--- SOURCE DOCUMENT Enclosed Below ---
Your guests demand more than ever and their tastes change.
The good news? All the data shows they’ll still hand you their credit or debit card when you give them something they perceive as valuable.
So, as part of your guest focus, never stop working on menu improvement.
Does Your Menu Hold You Back?
After a great honeymoon period, sales at one of my clients’ new brands shockingly nosedived, by 50%.
I got off the plane and met the owners. They expressed fear and resignation about having to close. The pride they once felt about the concept they had carefully developed had turned into grief.
But I identified the problem: the trend-forward menu. It turned out to be too far ahead of the restaurant’s guests. As a result, diners tried the food once and never came back.
The bold solution: an entirely new menu based on items that sold well at the owners’ other brands—while maintaining the new brand and keeping the new look and feel of the new restaurant.
The negative sales trend reversed in a big way, with the restaurant experiencing high-single-digit growth for the next 10 years.
And the restaurant that had once been on the verge of closing is still succeeding today.
With another client at a legacy brand, I currently co-lead a team effort to change half of the menu items to attract guests who have eluded the brand in the past.
--- End of Enclosed SOURCE DOCUMENT ---
--- EXCERPTED RECORDS Enclosed Below ---
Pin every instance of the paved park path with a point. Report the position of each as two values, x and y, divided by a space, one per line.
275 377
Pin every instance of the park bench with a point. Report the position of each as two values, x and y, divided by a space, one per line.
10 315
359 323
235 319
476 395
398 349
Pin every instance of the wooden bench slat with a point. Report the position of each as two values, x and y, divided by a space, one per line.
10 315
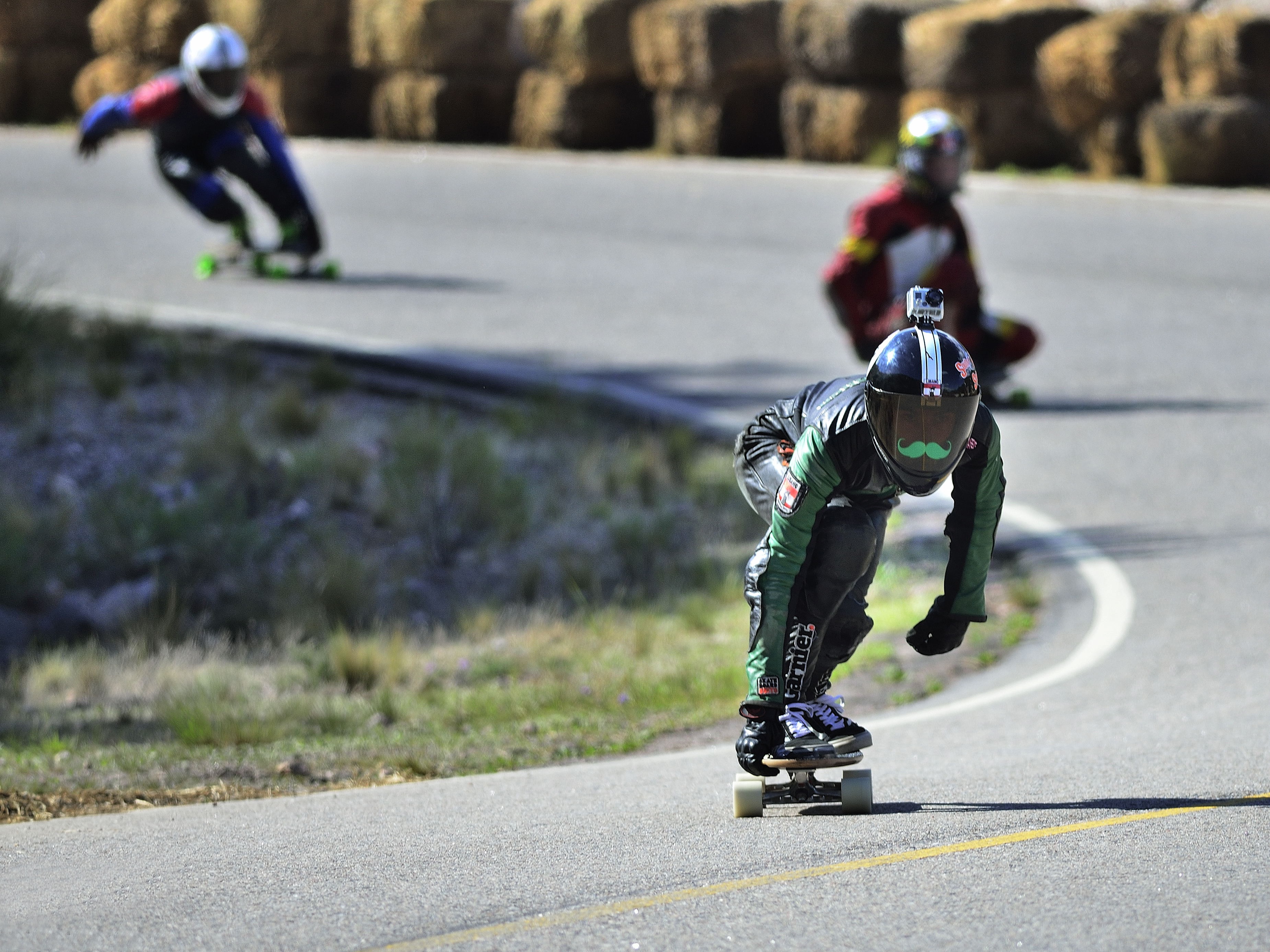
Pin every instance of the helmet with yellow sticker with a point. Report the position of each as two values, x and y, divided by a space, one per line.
934 154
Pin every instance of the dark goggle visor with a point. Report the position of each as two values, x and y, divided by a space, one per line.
224 84
923 437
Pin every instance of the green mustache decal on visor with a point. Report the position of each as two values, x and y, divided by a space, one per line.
917 448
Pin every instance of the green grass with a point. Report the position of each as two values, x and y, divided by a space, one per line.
505 690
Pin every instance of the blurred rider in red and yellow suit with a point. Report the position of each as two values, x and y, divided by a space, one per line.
910 233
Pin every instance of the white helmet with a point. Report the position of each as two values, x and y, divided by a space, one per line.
214 63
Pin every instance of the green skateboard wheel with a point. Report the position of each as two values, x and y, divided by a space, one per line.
206 266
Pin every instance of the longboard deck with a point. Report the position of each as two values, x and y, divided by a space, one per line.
263 265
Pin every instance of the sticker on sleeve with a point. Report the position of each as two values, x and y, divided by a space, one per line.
789 497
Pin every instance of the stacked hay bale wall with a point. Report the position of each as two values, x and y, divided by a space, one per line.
582 93
44 45
446 70
301 61
1098 75
717 73
134 41
1212 129
846 79
977 60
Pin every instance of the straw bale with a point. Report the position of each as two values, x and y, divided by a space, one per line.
982 45
434 36
281 32
1110 149
1217 55
27 25
1103 67
47 77
318 98
585 41
707 46
110 75
11 85
839 124
435 108
740 122
849 42
554 114
1004 126
1221 141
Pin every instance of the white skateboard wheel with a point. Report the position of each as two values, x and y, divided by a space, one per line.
856 791
747 796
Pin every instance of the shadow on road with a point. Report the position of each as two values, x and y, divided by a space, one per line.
1124 804
1137 541
418 282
--- End of Enclosed EXCERPTED RECORDS ---
*EXERCISE:* Please update the menu improvement article from "The negative sales" up to and including "in the past.", swapping "legacy" for "heritage". You won't need the listing.

*WRITTEN RESPONSE:*
The negative sales trend reversed in a big way, with the restaurant experiencing high-single-digit growth for the next 10 years.
And the restaurant that had once been on the verge of closing is still succeeding today.
With another client at a heritage brand, I currently co-lead a team effort to change half of the menu items to attract guests who have eluded the brand in the past.